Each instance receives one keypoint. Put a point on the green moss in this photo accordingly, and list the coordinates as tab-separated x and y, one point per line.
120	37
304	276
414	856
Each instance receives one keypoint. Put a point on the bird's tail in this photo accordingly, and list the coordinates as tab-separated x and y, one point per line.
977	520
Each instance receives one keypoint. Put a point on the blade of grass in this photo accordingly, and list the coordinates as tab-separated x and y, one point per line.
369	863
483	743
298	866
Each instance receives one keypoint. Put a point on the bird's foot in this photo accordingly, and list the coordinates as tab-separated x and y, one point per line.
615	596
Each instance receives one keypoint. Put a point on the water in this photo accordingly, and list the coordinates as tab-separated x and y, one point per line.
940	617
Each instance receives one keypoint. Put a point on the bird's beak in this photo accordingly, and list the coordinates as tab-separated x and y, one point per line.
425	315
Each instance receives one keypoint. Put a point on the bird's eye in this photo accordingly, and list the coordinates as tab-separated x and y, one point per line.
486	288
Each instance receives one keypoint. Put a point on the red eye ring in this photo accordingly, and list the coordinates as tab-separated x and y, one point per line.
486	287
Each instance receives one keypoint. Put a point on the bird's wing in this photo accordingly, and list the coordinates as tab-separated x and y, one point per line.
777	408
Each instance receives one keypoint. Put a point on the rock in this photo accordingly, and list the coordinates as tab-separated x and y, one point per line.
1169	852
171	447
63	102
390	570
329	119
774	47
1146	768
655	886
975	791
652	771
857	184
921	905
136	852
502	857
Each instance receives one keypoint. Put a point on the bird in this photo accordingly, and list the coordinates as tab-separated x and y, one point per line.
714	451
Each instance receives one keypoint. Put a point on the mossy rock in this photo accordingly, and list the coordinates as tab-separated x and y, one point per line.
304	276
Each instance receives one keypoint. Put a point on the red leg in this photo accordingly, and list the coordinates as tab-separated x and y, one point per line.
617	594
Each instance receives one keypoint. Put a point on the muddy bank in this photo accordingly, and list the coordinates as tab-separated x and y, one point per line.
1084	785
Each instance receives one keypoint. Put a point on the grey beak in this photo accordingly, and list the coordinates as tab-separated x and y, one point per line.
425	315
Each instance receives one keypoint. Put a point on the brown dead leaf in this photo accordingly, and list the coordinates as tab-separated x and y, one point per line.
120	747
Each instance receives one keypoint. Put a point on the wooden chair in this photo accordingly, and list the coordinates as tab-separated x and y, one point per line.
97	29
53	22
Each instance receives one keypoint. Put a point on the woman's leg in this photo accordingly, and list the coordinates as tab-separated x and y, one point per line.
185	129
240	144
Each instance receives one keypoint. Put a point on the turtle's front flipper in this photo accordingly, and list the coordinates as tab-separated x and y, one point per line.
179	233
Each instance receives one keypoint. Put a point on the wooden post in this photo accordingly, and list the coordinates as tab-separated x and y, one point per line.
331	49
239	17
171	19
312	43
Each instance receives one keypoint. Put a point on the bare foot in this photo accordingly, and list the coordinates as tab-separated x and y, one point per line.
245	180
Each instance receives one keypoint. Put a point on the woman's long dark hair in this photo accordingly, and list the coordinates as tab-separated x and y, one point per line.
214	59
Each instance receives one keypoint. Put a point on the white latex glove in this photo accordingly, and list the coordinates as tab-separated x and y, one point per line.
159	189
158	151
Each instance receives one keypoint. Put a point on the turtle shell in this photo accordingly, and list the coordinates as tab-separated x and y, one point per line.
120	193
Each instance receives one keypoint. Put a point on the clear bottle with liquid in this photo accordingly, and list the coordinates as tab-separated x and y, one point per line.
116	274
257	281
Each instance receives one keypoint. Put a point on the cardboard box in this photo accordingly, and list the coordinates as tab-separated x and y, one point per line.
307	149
######
Work to do =
Print the records again without any change, starting with the line that contains "the woman's long" and going on through the last line of the records.

Result of the exercise =
Each instance receives one keypoint. Put a point on the woman's long dark hair in this photo accordingly, and list the coordinates as tab-separated x and y, one point per line.
214	59
Each instance receives one keypoint. Put a point on the white latex glove in this photo accordingly, and list the coordinates as tab-separated x and y, one point per line.
159	189
158	151
Each instance receives one keypoint. Put a point on the turtle shell in this photo accordingly, and list the coordinates as tab-separated x and y, one point per line.
120	193
Each instance receives one keypoint. Put a point on the clear bottle with liquid in this photo accordingly, and list the coordinates as tab-separated x and y, one point per line.
116	274
257	281
Each instance receives one keypoint. Put a point on the cardboard box in this photo accordingly, and list the coordinates as tab-separated x and y, one point per line.
307	149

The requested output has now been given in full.